PROBLEM STATEMENT |
From the line containing "Q: Mark a point on every instance of the blonde" through the last line of the items, output every line as a JSON array of strings, one string per line, skipping blank lines.

EXERCISE MATERIAL |
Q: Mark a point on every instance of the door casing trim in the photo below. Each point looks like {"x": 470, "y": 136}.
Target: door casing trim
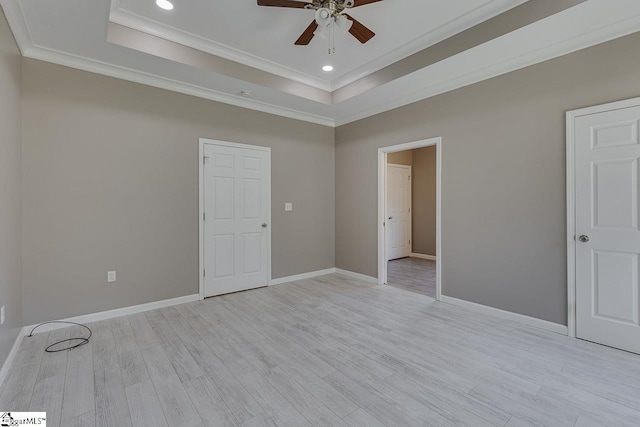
{"x": 571, "y": 117}
{"x": 382, "y": 185}
{"x": 202, "y": 143}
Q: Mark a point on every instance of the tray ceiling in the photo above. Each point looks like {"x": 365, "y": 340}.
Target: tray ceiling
{"x": 220, "y": 49}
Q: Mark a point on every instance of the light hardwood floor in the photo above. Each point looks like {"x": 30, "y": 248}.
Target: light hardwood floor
{"x": 330, "y": 351}
{"x": 413, "y": 274}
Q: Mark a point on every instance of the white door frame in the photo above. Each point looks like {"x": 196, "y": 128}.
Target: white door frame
{"x": 201, "y": 160}
{"x": 382, "y": 215}
{"x": 571, "y": 201}
{"x": 410, "y": 224}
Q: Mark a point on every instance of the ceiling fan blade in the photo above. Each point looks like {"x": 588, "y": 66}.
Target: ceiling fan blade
{"x": 357, "y": 3}
{"x": 307, "y": 35}
{"x": 359, "y": 31}
{"x": 283, "y": 3}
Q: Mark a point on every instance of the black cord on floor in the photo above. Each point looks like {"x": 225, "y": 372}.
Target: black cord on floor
{"x": 81, "y": 340}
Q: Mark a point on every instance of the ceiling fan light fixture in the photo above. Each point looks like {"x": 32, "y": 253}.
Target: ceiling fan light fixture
{"x": 321, "y": 32}
{"x": 164, "y": 4}
{"x": 323, "y": 17}
{"x": 343, "y": 23}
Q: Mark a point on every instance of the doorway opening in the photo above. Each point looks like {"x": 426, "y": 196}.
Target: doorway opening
{"x": 409, "y": 220}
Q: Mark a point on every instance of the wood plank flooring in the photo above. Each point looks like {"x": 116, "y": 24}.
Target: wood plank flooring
{"x": 330, "y": 351}
{"x": 413, "y": 274}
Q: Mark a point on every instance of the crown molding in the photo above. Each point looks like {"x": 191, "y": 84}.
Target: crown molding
{"x": 159, "y": 29}
{"x": 427, "y": 40}
{"x": 81, "y": 63}
{"x": 592, "y": 38}
{"x": 18, "y": 24}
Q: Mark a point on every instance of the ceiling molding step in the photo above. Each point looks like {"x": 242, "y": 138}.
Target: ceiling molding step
{"x": 514, "y": 19}
{"x": 450, "y": 29}
{"x": 123, "y": 73}
{"x": 167, "y": 32}
{"x": 166, "y": 49}
{"x": 598, "y": 36}
{"x": 18, "y": 24}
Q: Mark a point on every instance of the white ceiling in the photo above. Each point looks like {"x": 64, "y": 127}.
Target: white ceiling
{"x": 73, "y": 33}
{"x": 264, "y": 37}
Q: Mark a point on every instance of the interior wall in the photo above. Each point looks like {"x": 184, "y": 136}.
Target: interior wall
{"x": 111, "y": 183}
{"x": 503, "y": 182}
{"x": 423, "y": 200}
{"x": 401, "y": 158}
{"x": 10, "y": 189}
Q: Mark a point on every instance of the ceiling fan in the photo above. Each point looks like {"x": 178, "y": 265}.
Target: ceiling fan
{"x": 327, "y": 11}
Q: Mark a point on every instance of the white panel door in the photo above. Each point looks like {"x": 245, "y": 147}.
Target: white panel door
{"x": 607, "y": 153}
{"x": 398, "y": 211}
{"x": 236, "y": 207}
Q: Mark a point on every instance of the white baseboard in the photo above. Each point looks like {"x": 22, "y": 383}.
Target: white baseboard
{"x": 357, "y": 276}
{"x": 109, "y": 314}
{"x": 431, "y": 257}
{"x": 302, "y": 276}
{"x": 8, "y": 362}
{"x": 527, "y": 320}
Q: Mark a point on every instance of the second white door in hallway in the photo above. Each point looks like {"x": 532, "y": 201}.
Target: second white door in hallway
{"x": 398, "y": 224}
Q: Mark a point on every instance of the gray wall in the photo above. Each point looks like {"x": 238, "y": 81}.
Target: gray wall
{"x": 10, "y": 189}
{"x": 111, "y": 183}
{"x": 423, "y": 200}
{"x": 401, "y": 158}
{"x": 503, "y": 185}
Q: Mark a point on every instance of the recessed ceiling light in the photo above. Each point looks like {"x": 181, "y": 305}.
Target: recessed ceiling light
{"x": 164, "y": 4}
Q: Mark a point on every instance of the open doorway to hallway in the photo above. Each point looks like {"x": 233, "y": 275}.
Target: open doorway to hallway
{"x": 411, "y": 220}
{"x": 409, "y": 211}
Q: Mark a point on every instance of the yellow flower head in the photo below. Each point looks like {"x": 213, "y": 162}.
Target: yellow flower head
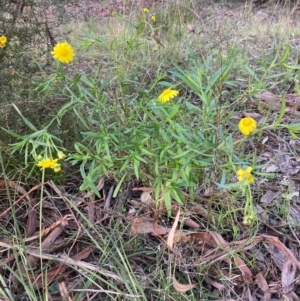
{"x": 63, "y": 52}
{"x": 3, "y": 40}
{"x": 245, "y": 175}
{"x": 56, "y": 167}
{"x": 247, "y": 125}
{"x": 47, "y": 163}
{"x": 60, "y": 155}
{"x": 167, "y": 95}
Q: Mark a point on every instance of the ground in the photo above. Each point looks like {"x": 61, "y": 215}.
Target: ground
{"x": 118, "y": 239}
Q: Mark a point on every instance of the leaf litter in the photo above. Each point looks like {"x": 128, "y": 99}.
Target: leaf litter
{"x": 250, "y": 266}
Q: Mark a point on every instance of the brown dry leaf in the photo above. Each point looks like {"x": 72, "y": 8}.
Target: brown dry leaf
{"x": 32, "y": 221}
{"x": 277, "y": 243}
{"x": 145, "y": 189}
{"x": 146, "y": 226}
{"x": 64, "y": 291}
{"x": 273, "y": 101}
{"x": 221, "y": 249}
{"x": 58, "y": 271}
{"x": 182, "y": 288}
{"x": 147, "y": 198}
{"x": 263, "y": 285}
{"x": 269, "y": 197}
{"x": 91, "y": 209}
{"x": 288, "y": 276}
{"x": 171, "y": 235}
{"x": 295, "y": 212}
{"x": 217, "y": 285}
{"x": 190, "y": 223}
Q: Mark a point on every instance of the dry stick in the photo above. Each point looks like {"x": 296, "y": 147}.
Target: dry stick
{"x": 22, "y": 197}
{"x": 59, "y": 193}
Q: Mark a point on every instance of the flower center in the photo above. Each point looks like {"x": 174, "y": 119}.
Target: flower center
{"x": 247, "y": 122}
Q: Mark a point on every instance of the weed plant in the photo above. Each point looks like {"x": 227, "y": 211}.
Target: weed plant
{"x": 175, "y": 132}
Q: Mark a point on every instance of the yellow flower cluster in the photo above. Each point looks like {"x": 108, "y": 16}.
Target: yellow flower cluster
{"x": 51, "y": 163}
{"x": 3, "y": 41}
{"x": 167, "y": 95}
{"x": 247, "y": 125}
{"x": 244, "y": 175}
{"x": 63, "y": 52}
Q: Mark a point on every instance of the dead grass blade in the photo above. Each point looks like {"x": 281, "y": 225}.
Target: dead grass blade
{"x": 58, "y": 271}
{"x": 181, "y": 288}
{"x": 263, "y": 285}
{"x": 24, "y": 196}
{"x": 288, "y": 276}
{"x": 145, "y": 226}
{"x": 171, "y": 235}
{"x": 64, "y": 291}
{"x": 277, "y": 243}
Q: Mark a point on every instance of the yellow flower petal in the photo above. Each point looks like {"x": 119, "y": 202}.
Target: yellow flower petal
{"x": 63, "y": 52}
{"x": 47, "y": 163}
{"x": 245, "y": 175}
{"x": 60, "y": 155}
{"x": 247, "y": 125}
{"x": 3, "y": 40}
{"x": 167, "y": 95}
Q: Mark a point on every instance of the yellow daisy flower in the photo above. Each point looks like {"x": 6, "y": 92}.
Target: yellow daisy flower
{"x": 47, "y": 163}
{"x": 60, "y": 155}
{"x": 167, "y": 95}
{"x": 245, "y": 174}
{"x": 247, "y": 125}
{"x": 3, "y": 40}
{"x": 56, "y": 167}
{"x": 63, "y": 52}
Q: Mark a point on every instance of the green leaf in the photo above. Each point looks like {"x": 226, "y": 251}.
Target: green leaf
{"x": 119, "y": 185}
{"x": 282, "y": 110}
{"x": 28, "y": 123}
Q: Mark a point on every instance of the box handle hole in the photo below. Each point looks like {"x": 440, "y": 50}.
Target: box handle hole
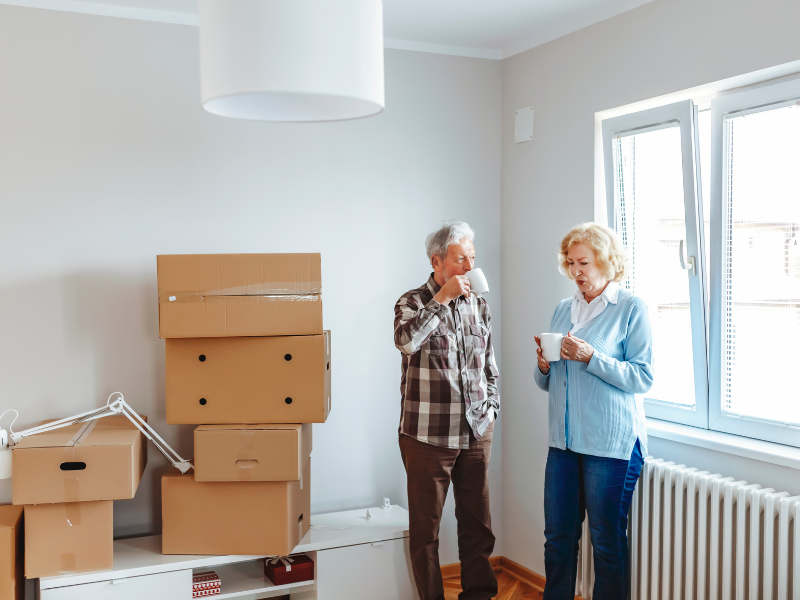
{"x": 73, "y": 466}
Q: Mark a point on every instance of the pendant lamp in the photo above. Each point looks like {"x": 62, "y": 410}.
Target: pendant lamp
{"x": 292, "y": 60}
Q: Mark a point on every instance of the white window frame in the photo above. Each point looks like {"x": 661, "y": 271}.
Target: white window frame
{"x": 684, "y": 116}
{"x": 730, "y": 105}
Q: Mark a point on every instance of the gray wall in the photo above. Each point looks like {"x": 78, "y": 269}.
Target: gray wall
{"x": 548, "y": 186}
{"x": 107, "y": 159}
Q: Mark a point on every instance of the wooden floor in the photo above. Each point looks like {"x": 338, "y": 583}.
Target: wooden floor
{"x": 514, "y": 582}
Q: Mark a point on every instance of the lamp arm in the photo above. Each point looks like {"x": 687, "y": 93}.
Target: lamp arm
{"x": 118, "y": 407}
{"x": 150, "y": 433}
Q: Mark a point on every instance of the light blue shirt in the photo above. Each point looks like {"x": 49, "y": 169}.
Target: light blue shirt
{"x": 605, "y": 415}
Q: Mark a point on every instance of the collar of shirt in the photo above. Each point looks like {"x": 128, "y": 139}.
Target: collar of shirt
{"x": 583, "y": 312}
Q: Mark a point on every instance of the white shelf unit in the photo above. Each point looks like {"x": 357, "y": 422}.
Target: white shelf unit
{"x": 354, "y": 558}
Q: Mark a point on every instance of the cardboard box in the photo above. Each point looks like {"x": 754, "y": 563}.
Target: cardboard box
{"x": 251, "y": 452}
{"x": 98, "y": 460}
{"x": 240, "y": 517}
{"x": 248, "y": 380}
{"x": 62, "y": 539}
{"x": 283, "y": 570}
{"x": 227, "y": 295}
{"x": 12, "y": 581}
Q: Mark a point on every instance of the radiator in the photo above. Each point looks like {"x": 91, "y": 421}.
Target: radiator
{"x": 700, "y": 536}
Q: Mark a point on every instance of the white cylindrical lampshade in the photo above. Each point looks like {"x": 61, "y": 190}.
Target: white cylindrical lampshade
{"x": 292, "y": 60}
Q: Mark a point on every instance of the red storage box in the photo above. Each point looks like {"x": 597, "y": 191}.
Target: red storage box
{"x": 204, "y": 584}
{"x": 289, "y": 569}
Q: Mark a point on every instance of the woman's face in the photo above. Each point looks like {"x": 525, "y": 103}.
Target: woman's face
{"x": 584, "y": 270}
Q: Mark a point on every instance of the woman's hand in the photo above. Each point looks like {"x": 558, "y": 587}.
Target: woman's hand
{"x": 544, "y": 366}
{"x": 576, "y": 349}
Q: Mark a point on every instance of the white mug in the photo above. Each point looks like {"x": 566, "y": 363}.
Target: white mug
{"x": 477, "y": 282}
{"x": 551, "y": 346}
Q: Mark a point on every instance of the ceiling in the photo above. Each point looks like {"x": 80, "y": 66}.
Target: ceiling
{"x": 483, "y": 28}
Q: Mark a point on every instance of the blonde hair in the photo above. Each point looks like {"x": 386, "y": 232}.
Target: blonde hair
{"x": 604, "y": 242}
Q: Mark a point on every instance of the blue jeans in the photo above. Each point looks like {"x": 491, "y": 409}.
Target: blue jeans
{"x": 603, "y": 487}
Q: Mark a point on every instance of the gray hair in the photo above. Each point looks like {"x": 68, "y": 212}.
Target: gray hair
{"x": 451, "y": 232}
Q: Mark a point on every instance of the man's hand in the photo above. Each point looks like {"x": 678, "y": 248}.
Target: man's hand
{"x": 544, "y": 365}
{"x": 455, "y": 287}
{"x": 576, "y": 349}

CORRECT RESPONSE |
[
  "Q: Mark a point on every instance of the blonde hair in the photo above. Each point looks like {\"x\": 386, \"y\": 232}.",
  "Target: blonde hair",
  "{\"x\": 604, \"y\": 242}",
  "Q: Mark a point on every instance of the blue jeans in the photo above. Each point looks like {\"x\": 491, \"y\": 409}.",
  "Target: blue jeans",
  "{\"x\": 603, \"y\": 487}",
  "Q: Mark a point on every instance of the gray hair in the photo above. Each point looks like {\"x\": 68, \"y\": 212}.",
  "Target: gray hair",
  "{\"x\": 451, \"y\": 232}",
  "Q: Mark a point on every instance of the man's hand in the photo above. Each point looks like {\"x\": 678, \"y\": 248}.",
  "Target: man's hand",
  "{\"x\": 544, \"y\": 365}",
  "{\"x\": 455, \"y\": 287}",
  "{\"x\": 576, \"y\": 349}"
]